Stored entries
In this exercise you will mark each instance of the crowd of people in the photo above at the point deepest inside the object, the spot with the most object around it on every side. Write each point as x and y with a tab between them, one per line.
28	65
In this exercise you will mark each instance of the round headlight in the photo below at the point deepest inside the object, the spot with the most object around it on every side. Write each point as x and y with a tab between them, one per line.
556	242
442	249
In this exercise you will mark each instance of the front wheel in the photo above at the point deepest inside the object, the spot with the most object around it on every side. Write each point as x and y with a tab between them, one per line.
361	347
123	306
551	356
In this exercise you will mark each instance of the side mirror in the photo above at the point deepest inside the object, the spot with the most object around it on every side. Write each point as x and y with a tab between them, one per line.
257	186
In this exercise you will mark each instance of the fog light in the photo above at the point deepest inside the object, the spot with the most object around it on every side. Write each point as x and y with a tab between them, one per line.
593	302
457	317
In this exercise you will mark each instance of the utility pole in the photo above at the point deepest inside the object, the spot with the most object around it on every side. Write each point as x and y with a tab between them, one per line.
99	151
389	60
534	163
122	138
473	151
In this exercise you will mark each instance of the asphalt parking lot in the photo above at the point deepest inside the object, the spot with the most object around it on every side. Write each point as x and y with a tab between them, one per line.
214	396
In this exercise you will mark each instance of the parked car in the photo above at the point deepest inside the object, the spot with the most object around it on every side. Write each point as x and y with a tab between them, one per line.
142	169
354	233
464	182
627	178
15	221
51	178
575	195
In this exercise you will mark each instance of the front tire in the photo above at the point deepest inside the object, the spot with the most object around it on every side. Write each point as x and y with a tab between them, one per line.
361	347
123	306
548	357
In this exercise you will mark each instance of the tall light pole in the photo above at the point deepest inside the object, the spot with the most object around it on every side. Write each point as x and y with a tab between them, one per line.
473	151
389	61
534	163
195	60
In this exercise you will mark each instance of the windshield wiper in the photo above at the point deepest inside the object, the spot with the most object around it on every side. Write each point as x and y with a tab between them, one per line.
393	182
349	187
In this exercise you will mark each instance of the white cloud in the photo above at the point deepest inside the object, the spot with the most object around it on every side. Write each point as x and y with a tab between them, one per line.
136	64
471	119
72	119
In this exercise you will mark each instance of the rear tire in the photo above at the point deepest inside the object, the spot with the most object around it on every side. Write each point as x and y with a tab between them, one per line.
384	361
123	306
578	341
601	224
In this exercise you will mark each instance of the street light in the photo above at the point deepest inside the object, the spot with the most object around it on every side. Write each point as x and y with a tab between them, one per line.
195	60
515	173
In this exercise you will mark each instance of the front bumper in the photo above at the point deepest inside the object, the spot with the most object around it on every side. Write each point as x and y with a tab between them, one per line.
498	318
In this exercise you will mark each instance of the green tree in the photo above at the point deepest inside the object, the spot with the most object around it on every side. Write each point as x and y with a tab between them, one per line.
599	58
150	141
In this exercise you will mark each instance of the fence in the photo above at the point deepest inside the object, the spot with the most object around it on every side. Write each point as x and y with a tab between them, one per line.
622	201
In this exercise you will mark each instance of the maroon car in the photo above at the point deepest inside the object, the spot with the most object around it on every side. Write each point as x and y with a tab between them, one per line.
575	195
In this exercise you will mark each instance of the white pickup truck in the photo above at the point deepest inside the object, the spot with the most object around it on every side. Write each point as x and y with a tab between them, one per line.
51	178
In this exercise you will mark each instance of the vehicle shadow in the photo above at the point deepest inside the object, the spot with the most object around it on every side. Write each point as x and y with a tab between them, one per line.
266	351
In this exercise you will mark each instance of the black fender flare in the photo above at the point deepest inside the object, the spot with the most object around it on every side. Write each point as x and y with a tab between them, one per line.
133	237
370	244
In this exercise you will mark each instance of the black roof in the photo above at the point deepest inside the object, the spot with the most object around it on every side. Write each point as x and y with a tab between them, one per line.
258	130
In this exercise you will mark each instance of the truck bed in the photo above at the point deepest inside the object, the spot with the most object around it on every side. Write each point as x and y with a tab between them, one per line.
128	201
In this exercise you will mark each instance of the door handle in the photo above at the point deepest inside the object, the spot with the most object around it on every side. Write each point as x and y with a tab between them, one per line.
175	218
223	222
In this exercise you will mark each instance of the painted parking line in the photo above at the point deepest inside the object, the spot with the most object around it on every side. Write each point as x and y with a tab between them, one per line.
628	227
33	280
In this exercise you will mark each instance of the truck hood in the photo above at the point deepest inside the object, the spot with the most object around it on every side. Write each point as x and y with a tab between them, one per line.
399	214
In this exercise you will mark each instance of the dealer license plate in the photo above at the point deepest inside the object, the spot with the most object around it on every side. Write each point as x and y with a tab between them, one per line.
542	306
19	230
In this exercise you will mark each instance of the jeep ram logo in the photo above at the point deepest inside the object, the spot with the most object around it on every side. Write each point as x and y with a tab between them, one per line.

**Task details:** Above are the records; set each one down word for word.

**Answer to the exercise:**
In this exercise you will mark each instance of the crowd of people in the photo above at the point deepest inside the object, the spot with the most object around it on every side. Write each point as x and y with a tab between them, one per line.
28	65
In this exercise you will mark each instance of the round headlight in the photo below at the point deepest inside the object, the spot with the most object around it on every side. Write each point as x and y with a tab between them, one per line.
556	242
442	249
In this exercise you will mark each instance of the front wheel in the photo above at the point deepest inside the object, the spot with the most object around it on every side. Write each point as x and y with a tab between them, one per line.
361	347
123	306
551	356
In this exercise you will mark each instance of the side mirror in the photo above at the point deepest inside the object, the spot with the most object around it on every side. Write each point as x and y with a tab between them, one per line.
257	186
In this exercise you will mark each instance of the fog light in the photo above at the point deepest inside the object, the spot with the most object around it on every side. Write each point as x and y with a tab between them, one per line.
593	302
457	317
In this exercise you will mark each instance of the utility pole in the photo above at the point deepest inside the object, the spot with the most object around it on every side. Write each point as x and y with a tab between them, one per line.
99	151
389	60
534	163
122	138
473	151
In this exercise you will mark each instance of the asphalt parking lot in the photo above at the point deepest inside the object, the spot with the most object around it on every side. Write each point as x and y with a tab between them, one per line.
214	396
In this exercise you will mark each instance of the parked car in the photo above at the point deepest inside the object, the spot with the most object around it on every side. Write each point as x and y with a tab between them, one per line.
142	169
354	233
464	182
627	178
15	221
51	178
575	195
In this exercise you will mark each instance of the front tire in the photo above at the point deepest inside the object, the spot with the most object around it on every side. Write each point as x and y with a tab between them, one per line.
361	347
123	306
548	357
In this exercise you will mark each instance of the tall light pole in the photo above at the point deepest inside the object, the spot with the most object around it on every side. Write each point as x and y with a tab between them, one per line.
473	151
389	61
534	163
195	60
In this exercise you will mark each instance of the windshield wiper in the photo above at the point deepest inside the object, the spot with the most object around it on every side. Write each point as x and y with a tab between them, one per line.
393	182
349	187
In this exercise you will mark each instance of the white cloud in the photo above at the point deepest inside the object, the spot with the most object around it on every side. Write each point as x and y with a tab between them, one per line.
136	64
471	119
72	119
In this exercise you will mark each instance of the rear tire in the photo above at the point deepest inside the object, the spot with the most object around it on every side. Write each point as x and y with a tab between them, one per line.
384	361
123	306
578	341
601	224
In this exercise you will mark each instance of the street light in the photo above at the point deepest inside the object, the spot with the most object around it on every side. Write each point as x and y with a tab between them, one per line.
195	60
515	173
In this exercise you will mark each instance of the front bumper in the photo above at the point deepest inside the object, the spot with the most object around it on every side. Write each point as x and y with a tab between them, one per line.
498	318
In this exercise you will mark each instance of the green tree in the photo above at the point deepest inside the object, the spot with the most object around it on every side. Write each point as x and y with a tab between them, one per line.
599	58
150	141
In this exercise you will mark each instance of the fence in the photo above at the point deepest inside the object, the spot with the most object around it on every side. Write each point as x and y with a tab between them, one per line.
622	201
In this exercise you will mark each instance of the maroon car in the photo above at the point deepest inside the object, the spot with the most object around it on every side. Write each point as x and y with a tab between them, one per line.
575	195
In this exercise you will mark each instance of the white pickup truck in the photo above at the point deepest inside the object, the spot with the most object around it on every side. Write each point as x and y with a tab between them, one per line.
51	178
In this exercise you will mark each instance of the vehicle shadow in the photo above at the point deepest inside the object, the spot with the most object around it on every side. Write each point as x and y with a tab between them, one per line.
266	351
In this exercise you will mark each instance of the black fender flare in the photo above at the point deepest inside the object, the spot with the most object around it on every side. Write each point as x and y with a tab between them, one per line.
133	237
370	244
In this exercise you will mark each instance of the black roof in the photo above at the point deepest inside the object, the spot with the most object around it on every side. Write each point as x and y with a tab between them, one per line.
258	130
In this exercise you will mark each instance of the truck bed in the photo above at the point deepest inside the object, the spot with the most object around it on every side. Write each point as x and y with a tab between them, one per line.
128	201
In this exercise you will mark each instance of the door handle in the photo above at the point deepest inside the object, the spot with the most object around it on every side. Write each point as x and y with a tab between them, one per line.
175	218
223	222
In this exercise you will mark each instance of the painted parking line in the photo above at the point deepest inside the object, the spot with the most object around it on every side. Write each point as x and y with a tab between them, one per line.
628	227
33	280
In this exercise you will mark each instance of the truck hood in the photo above at the point deepest inside the object, the spot with the most object around it on every side. Write each point as x and y with a tab between them, one per line.
399	214
In this exercise you will mark each instance of the dealer license plate in the photo above at the point deepest inside the object, the spot with the most object around it on every side. Write each point as x and y with a tab between them, one per line.
542	306
19	230
In this exercise you will mark each instance of the jeep ram logo in the photo above at the point deepest inside the object, the spot with the most object around it on every side. Write each point as x and y with a tab between them, one per line.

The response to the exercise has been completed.